▶ _Excerpt provided_:
>>
It also depends what the context is. A paper is not meant to prove things sufficiently for a layperson but for the author’s peers and so an omitted proof means one of “proven elsewhere;” “follows in a straightforward way from the definitions;” “follows in a straightforward way from an earlier proposition;” or “follows from a well-known pattern in the subfield.” And here “follows in a straightforward way” typically means something between “just look at;” “at each step there is only one reasonable thing to do so just do that;” and “apply all the standard tricks from the subfield and see what sticks.”

It is not true that advanced mathematics is less rigorous than more elementary maths, it’s just that materials for advanced topics require more domain knowledge, and provide less hand-holding.

3 comments

"you must understand when I say it's trivial I just mean that I can do it "
And I feel like this is where better hyperlinking of papers could be used. Like not just citations, but the ability to click through to the "proven elsewhere" perhaps with a short paragraph of how the given citation proves it.
Hyperlinking wouldn't provide much help. It's easy to prove this because academics have been hyperlinking for hundreds of years. A lay person finding the connection between [21,45,48,60] and the "trivial" step of theorem 15 is the problem.

So, hyperlinking is not what is needed for outsiders. What's needed is lots of extra exposition and explicit connection-building/hand-holding/narration.

The result of the hard work of doing so is typically called "a book". Which, hopefully, makes it clear why no author does this exposition and connection-building work for everything they write...
<<
(Coordinate annotation records)
>>
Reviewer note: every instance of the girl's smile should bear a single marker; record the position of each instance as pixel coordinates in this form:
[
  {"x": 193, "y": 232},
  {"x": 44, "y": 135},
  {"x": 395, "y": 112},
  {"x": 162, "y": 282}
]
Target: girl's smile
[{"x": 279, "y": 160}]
<<
▶ _Directives_:
a - In the discussion of omitted proofs in mathematics papers, for whom is a paper meant to prove things sufficiently?
b - Extend the discussion of omitted proofs in mathematics papers from its final line.

▶ _Answers to the problems_:
a - A paper is meant to prove things sufficiently for the author's peers, not for a layperson.

b -
Paper writing is hard. Adding more material - even supplementary material just slows down the work of good people.

On the other hand, I do feel like there should be websites where papers can be annotated by readers, who can provide missing details etc. Though this does require a lot more papers to be open access.

On the other hand almost all papers have a short introductory section where they present basic concepts in a concise way. I find them great for learning and reinforcing concepts. They should be collected together in a wiki. We would have dozens of variations for each concept and great coverage.
See: https://fermatslibrary.com/journal_club

Primary problem is interest, really. No one's going to annotate "The Last Ditch Journal Of Applied Theorem"'s non-headliner papers.

Basically something like rapgenius but for papers?
Wikipedia hyperlinks definitions, but if you don't have a background in the field, following all hyperlinks off hyperlinks produces something of an exponential explosion of things you'd have to understand before you can understand a particular article.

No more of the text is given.